GIVEN REQUEST:
Copy out only the span from the line with "For the evaluation set, tag each instance of the boy's leg" to the end of the data, both ends kept, word for word.

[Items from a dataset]
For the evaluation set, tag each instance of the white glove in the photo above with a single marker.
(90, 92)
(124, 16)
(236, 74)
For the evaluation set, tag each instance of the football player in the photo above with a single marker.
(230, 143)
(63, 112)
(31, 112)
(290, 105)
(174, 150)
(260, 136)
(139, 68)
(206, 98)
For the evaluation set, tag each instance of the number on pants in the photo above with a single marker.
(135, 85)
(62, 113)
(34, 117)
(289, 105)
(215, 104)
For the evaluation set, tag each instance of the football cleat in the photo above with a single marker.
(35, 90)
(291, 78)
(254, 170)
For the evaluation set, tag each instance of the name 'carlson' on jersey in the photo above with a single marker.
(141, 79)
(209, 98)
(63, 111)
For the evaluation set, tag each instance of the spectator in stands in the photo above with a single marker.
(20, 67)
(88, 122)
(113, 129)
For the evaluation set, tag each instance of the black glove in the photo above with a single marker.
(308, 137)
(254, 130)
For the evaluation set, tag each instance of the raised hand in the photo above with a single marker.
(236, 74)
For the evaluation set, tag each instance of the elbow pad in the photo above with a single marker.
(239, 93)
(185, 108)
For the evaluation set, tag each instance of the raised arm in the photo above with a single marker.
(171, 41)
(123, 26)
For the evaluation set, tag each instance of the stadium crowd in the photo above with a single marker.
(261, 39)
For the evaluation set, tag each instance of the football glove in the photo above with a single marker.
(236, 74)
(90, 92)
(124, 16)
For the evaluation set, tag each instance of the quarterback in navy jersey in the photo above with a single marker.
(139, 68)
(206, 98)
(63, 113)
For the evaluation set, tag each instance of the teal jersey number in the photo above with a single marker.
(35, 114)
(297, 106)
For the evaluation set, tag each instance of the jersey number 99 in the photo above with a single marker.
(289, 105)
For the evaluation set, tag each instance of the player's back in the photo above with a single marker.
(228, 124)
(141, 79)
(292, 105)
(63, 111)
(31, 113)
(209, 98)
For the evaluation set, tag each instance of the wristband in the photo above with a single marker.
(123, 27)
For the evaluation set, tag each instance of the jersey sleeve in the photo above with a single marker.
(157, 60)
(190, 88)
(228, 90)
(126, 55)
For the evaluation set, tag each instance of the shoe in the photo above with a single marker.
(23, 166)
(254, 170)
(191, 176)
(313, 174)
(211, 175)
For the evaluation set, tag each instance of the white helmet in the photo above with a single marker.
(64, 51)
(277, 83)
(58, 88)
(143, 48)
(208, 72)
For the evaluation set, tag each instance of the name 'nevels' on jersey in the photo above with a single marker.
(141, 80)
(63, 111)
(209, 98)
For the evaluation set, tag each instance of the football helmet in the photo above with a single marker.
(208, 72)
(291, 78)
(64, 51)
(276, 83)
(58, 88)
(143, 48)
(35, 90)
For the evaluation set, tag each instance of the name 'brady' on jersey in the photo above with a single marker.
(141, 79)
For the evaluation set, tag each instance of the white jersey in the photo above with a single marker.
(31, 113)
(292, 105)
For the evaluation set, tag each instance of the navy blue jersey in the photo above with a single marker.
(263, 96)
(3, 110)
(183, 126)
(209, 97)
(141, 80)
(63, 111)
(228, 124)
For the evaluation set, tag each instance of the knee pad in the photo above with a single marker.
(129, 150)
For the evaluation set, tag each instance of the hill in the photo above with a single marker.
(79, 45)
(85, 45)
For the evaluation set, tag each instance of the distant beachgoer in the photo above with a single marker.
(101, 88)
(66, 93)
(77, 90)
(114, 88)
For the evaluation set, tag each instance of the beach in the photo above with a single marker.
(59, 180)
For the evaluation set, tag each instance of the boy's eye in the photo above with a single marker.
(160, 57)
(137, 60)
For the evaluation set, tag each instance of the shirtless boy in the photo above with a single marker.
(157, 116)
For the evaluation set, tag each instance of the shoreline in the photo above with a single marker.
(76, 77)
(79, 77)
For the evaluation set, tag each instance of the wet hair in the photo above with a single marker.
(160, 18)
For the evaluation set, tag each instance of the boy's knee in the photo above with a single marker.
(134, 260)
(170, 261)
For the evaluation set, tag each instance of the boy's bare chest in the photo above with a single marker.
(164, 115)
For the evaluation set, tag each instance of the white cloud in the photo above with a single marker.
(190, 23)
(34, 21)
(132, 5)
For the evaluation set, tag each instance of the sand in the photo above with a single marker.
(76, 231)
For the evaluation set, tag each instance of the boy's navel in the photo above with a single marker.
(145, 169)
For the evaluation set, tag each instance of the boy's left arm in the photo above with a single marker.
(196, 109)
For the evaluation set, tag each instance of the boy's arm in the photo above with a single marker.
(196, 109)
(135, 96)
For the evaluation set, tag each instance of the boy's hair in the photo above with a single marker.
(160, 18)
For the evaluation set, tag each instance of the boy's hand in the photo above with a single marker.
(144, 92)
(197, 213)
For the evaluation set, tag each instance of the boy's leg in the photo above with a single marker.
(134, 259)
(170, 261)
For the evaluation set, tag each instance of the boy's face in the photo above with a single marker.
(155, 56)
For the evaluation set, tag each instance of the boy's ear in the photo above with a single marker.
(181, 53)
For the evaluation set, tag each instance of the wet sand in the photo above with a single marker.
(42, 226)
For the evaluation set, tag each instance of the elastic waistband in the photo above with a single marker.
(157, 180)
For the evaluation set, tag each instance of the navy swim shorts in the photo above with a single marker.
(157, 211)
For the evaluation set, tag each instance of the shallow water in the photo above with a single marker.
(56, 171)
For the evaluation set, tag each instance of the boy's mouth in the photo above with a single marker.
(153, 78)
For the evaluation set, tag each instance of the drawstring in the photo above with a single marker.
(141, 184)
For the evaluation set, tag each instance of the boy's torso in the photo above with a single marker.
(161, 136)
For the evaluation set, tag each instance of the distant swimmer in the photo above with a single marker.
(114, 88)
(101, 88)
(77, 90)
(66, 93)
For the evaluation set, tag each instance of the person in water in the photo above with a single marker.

ANSWER TO THE EXERCISE:
For the evaluation set, tag each instance of the boy's leg in the photo above with a single marker.
(134, 259)
(170, 261)
For the evaluation set, tag each instance of the boy's face in the photo above with a single marker.
(155, 56)
For the evaluation set, tag each instance of the boy's ear in the photo above with a single marker.
(181, 53)
For the evaluation set, tag each instance of the wet sand in the photo above with a single marker.
(42, 226)
For the evaluation set, tag each instance of the elastic waistband in the photo above with a single marker.
(157, 180)
For the evaluation set, tag each instance of the navy swim shorts in the photo above with a single marker.
(157, 211)
For the evaluation set, tag each instance of the shallow water in the photo above with a single marker.
(56, 171)
For the evaluation set, tag each instance of the boy's mouth in the photo above with a single marker.
(153, 78)
For the evaluation set, tag each instance of the drawstring in the photo above with a single marker.
(141, 184)
For the evaluation set, tag each instance of the boy's torso in the photo above with a single marker.
(161, 136)
For the evaluation set, tag each instance of the distant swimmer in the photo above with a single marker.
(114, 88)
(101, 88)
(77, 90)
(66, 93)
For the evaluation set, tag each instance of the person in water in the photo above with a single marker.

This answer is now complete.